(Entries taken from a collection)
◆ ◆ ◆ ◆
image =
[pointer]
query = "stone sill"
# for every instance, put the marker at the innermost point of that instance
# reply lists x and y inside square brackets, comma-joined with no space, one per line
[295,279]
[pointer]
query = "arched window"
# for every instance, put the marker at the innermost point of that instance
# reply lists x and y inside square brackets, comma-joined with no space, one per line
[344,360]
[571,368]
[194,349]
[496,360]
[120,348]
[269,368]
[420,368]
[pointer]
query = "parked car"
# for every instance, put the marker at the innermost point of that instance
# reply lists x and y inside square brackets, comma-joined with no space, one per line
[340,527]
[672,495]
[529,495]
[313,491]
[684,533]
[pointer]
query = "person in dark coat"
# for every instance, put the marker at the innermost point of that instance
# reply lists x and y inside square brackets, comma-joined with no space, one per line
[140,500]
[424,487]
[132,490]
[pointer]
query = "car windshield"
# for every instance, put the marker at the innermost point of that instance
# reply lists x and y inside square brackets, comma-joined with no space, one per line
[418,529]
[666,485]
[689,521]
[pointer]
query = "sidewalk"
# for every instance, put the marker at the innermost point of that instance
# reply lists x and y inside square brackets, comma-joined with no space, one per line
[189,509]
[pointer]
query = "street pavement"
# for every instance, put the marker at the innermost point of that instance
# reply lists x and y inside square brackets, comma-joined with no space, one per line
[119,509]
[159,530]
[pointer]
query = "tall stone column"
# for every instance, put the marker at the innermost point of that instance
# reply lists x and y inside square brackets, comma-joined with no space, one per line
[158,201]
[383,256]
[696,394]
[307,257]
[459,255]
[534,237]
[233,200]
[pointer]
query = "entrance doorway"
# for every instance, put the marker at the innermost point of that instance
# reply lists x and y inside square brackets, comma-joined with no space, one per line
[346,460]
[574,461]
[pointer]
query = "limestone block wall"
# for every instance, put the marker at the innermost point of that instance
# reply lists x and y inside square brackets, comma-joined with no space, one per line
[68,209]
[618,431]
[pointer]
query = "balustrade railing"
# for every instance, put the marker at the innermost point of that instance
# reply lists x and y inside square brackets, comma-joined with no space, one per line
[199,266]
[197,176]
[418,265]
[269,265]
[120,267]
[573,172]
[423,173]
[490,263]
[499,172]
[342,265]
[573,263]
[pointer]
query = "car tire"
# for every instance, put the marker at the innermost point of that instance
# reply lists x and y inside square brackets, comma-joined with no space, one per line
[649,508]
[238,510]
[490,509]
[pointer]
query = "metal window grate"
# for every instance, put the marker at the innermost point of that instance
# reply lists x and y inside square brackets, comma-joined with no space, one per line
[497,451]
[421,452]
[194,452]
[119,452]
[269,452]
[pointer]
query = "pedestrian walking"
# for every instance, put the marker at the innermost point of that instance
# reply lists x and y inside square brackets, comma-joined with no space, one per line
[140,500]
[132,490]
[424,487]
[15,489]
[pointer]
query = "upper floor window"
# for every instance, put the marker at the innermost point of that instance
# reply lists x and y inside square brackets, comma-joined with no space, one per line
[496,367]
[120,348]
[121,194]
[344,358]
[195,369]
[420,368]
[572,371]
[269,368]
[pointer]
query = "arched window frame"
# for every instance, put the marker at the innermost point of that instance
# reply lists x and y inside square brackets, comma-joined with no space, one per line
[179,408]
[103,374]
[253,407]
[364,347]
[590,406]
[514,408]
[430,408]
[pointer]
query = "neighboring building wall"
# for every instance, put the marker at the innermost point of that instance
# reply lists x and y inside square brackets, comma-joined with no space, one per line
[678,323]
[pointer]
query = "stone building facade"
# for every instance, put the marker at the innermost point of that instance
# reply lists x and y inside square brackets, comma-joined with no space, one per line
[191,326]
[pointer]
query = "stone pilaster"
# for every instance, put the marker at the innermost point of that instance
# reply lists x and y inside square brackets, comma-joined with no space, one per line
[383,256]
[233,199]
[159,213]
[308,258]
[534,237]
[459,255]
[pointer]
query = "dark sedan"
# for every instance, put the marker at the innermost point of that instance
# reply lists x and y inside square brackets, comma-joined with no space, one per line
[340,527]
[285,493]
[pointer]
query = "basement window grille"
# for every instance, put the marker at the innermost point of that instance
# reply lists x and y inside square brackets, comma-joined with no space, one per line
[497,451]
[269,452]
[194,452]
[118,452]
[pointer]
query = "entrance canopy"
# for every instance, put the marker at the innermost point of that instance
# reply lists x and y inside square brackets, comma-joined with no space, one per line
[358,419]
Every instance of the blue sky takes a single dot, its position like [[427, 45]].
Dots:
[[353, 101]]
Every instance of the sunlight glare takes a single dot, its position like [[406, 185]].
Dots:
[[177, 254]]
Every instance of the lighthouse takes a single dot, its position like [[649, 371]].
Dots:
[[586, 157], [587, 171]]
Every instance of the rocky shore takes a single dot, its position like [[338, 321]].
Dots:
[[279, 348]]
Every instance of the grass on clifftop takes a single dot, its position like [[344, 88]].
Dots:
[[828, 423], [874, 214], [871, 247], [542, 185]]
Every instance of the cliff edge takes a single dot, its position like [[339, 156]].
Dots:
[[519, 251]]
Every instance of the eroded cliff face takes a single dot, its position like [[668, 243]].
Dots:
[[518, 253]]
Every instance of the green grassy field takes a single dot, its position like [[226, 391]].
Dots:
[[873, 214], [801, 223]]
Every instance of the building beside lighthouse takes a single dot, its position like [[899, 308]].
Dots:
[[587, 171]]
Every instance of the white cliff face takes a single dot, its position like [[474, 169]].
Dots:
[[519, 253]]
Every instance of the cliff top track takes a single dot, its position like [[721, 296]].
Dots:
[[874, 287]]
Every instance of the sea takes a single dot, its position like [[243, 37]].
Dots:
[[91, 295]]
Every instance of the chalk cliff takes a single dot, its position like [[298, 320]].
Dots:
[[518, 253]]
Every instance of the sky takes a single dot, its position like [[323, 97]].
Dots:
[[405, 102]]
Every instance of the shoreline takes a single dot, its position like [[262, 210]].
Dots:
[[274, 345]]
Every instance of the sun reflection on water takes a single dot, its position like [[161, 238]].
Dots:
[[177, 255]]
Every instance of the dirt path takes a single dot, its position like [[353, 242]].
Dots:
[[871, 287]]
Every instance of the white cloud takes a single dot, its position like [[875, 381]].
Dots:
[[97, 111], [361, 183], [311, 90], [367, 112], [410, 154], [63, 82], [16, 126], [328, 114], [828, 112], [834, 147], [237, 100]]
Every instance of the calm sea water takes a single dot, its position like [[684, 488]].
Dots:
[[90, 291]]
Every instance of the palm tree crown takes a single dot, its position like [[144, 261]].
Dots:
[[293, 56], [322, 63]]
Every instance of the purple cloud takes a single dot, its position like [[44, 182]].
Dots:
◆ ◆ ◆ ◆
→ Description of the task: Write out each line exactly, as it is shown above.

→ Answer box:
image =
[pointer]
query = "stone sill"
# for every instance, put the marker at the innermost point of that instance
# reply lists x and y inside square brackets, comma-joined with no space, one per line
[295,279]
[pointer]
query = "arched window"
# for every instance, put the marker at the innermost point of that instance
# reply lists x and y inside square brackets, comma-joined with no space, one per line
[344,360]
[571,368]
[194,349]
[496,360]
[120,348]
[269,368]
[420,368]
[pointer]
query = "parked car"
# for every instance, put the marker at the innermost point of that instance
# reply lists x and y inside square brackets, comma-joined with no space, one per line
[340,527]
[672,495]
[529,495]
[313,491]
[684,533]
[pointer]
query = "person in dark coat"
# for every instance, put the marker at the innermost point of that instance
# reply lists x and y inside square brackets, comma-joined with no space, one per line
[140,500]
[424,487]
[132,490]
[pointer]
query = "car windshield"
# for every instance, put the marker at the innermost point of that instance
# reply lists x and y inside square brackets, comma-joined with no space, one per line
[418,529]
[666,485]
[689,521]
[pointer]
query = "sidewalk"
# for every instance, put the marker at the innermost point of that instance
# reply lists x and y inside square brackets, comma-joined with no space, one per line
[189,509]
[pointer]
query = "street pavement"
# for every instance, put the marker at the innermost point of that instance
# reply lists x and y inside square brackets, comma-joined with no space, one per line
[119,509]
[159,530]
[pointer]
query = "tall stone column"
# for every instance, put the marker at the innermost point of that instance
# reply lists x and y inside square brackets, comma-joined with no space, one per line
[158,201]
[383,256]
[696,394]
[307,257]
[459,255]
[534,237]
[233,200]
[pointer]
query = "entrance doorway"
# for every instance, put the marker at the innermost point of that instance
# reply lists x and y inside square brackets, comma-joined with no space, one per line
[346,460]
[574,461]
[pointer]
query = "limestone block wall"
# for every instance, put the marker at the innermost point of that instance
# reply lists x and y inside square brackets, comma-joined with no space, one per line
[68,209]
[618,431]
[pointer]
query = "balustrade railing"
# for every instance, put the marker at the innermost point of that instance
# reply lists x and y inside square brackets, comma-joined with no space, one per line
[199,266]
[197,176]
[418,265]
[269,265]
[120,267]
[573,172]
[423,173]
[490,263]
[499,172]
[342,265]
[573,263]
[pointer]
query = "car tire"
# for every instance, put the marker at the innermost point of that instance
# reply lists x and y inside square brackets, comma-joined with no space, one per line
[649,508]
[238,510]
[490,509]
[pointer]
query = "metal window grate"
# for every instance, put the marker at the innermost point of that instance
# reply lists x and y inside square brackets, comma-joined with no space, one per line
[497,451]
[421,452]
[194,452]
[119,452]
[269,452]
[pointer]
query = "pedestrian walking"
# for every instance, put the marker at the innermost point of that instance
# reply lists x and y inside square brackets, comma-joined with no space, one per line
[140,500]
[132,490]
[424,487]
[15,489]
[pointer]
query = "upper floor window"
# for every instance, put the marker at the innermost point of that instance
# reply lists x and y inside square brackets, comma-joined with no space, one per line
[496,367]
[120,348]
[121,194]
[344,358]
[195,369]
[420,368]
[572,371]
[269,368]
[pointer]
query = "arched window frame"
# for every instance, put the marker at the innermost point of that instance
# reply lists x and y inside square brackets, comma-joined with no space, one per line
[179,408]
[103,374]
[253,407]
[364,347]
[590,406]
[514,408]
[430,408]
[pointer]
query = "neighboring building wall"
# for every instance, put the marker at the innermost point of that instance
# reply lists x and y inside square brackets, comma-joined with no space, one per line
[678,323]
[pointer]
query = "stone building facade"
# for every instance, put the marker at the innermost point of that instance
# reply lists x and y inside square brackets, comma-joined with no space, one per line
[191,326]
[pointer]
query = "stone pilaster"
# for every instance, put the marker at the innermost point of that instance
# reply lists x and y inside square brackets, comma-joined with no space, one per line
[383,256]
[233,199]
[159,213]
[308,258]
[534,237]
[459,255]
[pointer]
query = "dark sedan"
# for every instance, put the marker at the innermost point of that instance
# reply lists x and y inside square brackets, comma-joined with no space, one per line
[340,527]
[285,493]
[pointer]
query = "basement window grille"
# for every instance, put the marker at the innermost point of that instance
# reply lists x and y inside square brackets, comma-joined with no space, one per line
[497,451]
[269,452]
[194,452]
[118,452]
[pointer]
query = "entrance canopy"
# for every instance, put the marker at the innermost point of that instance
# reply lists x and y inside square brackets, comma-joined with no space, one per line
[358,419]
Every instance of the blue sky takes a single dot, its position like [[427, 45]].
Dots:
[[353, 101]]
Every instance of the sunlight glare takes a single dot, its position like [[406, 185]].
Dots:
[[177, 254]]
Every instance of the lighthouse takes a single dot, its position like [[649, 371]].
Dots:
[[586, 157], [587, 171]]
Every instance of the rocky shore takes a single dot, its position like [[338, 321]].
Dots:
[[279, 348]]
Every instance of the grass on clifftop takes a single dot, its position like [[344, 88]].
Dots:
[[828, 423], [874, 214], [871, 247], [542, 185]]
Every instance of the cliff edge takes a single dot, its position like [[339, 156]].
Dots:
[[519, 251]]
Every instance of the eroded cliff face takes a single dot, its position like [[668, 243]].
Dots:
[[518, 253]]
Every instance of the green grassy field takes a single dot, its position like [[226, 391]].
Dots:
[[873, 214], [801, 223]]
Every instance of the building beside lighthouse takes a single dot, its position like [[899, 308]].
Dots:
[[587, 171]]
Every instance of the white cliff face takes a single dot, its position like [[474, 169]].
Dots:
[[519, 253]]
Every instance of the cliff top track takes a single dot, its position like [[721, 296]].
Dots:
[[874, 287]]
Every instance of the sea takes a single dot, its position like [[243, 37]].
Dots:
[[91, 295]]
Every instance of the chalk cliff takes a single dot, its position like [[298, 320]].
Dots:
[[518, 253]]
Every instance of the sky takes a single dot, its position like [[323, 97]].
Dots:
[[405, 102]]
Every instance of the shoreline takes a single dot, its position like [[262, 210]].
Dots:
[[274, 345]]
Every instance of the sun reflection on water takes a single dot, its position like [[161, 238]].
Dots:
[[177, 255]]
Every instance of the dirt path takes a single dot, its position like [[353, 242]].
Dots:
[[871, 287]]
Every instance of the white cloud takes a single dot, its position like [[875, 381]].
Dots:
[[97, 111], [361, 183], [311, 90], [367, 112], [410, 154], [63, 82], [16, 126], [328, 114], [828, 112], [834, 147], [237, 100]]
Every instance of the calm sea water takes a single dot, its position like [[684, 488]].
Dots:
[[90, 291]]
Every instance of the palm tree crown takes a single dot, its position like [[144, 261]].
Dots:
[[293, 56], [322, 63]]
Every instance of the purple cloud takes a single dot, its position like [[44, 182]].
Dots:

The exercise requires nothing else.